## Stated problem
Can you set down the listing below line for line, without changing anything?

[Annotated coordinate records]
--

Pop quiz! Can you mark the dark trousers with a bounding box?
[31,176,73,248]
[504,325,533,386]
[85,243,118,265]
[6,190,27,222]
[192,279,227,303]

--

## Response to the exercise
Pop quiz! Can you mark the dark trousers with a bounding box?
[31,176,73,248]
[504,325,533,386]
[85,243,118,265]
[6,190,27,222]
[192,279,227,303]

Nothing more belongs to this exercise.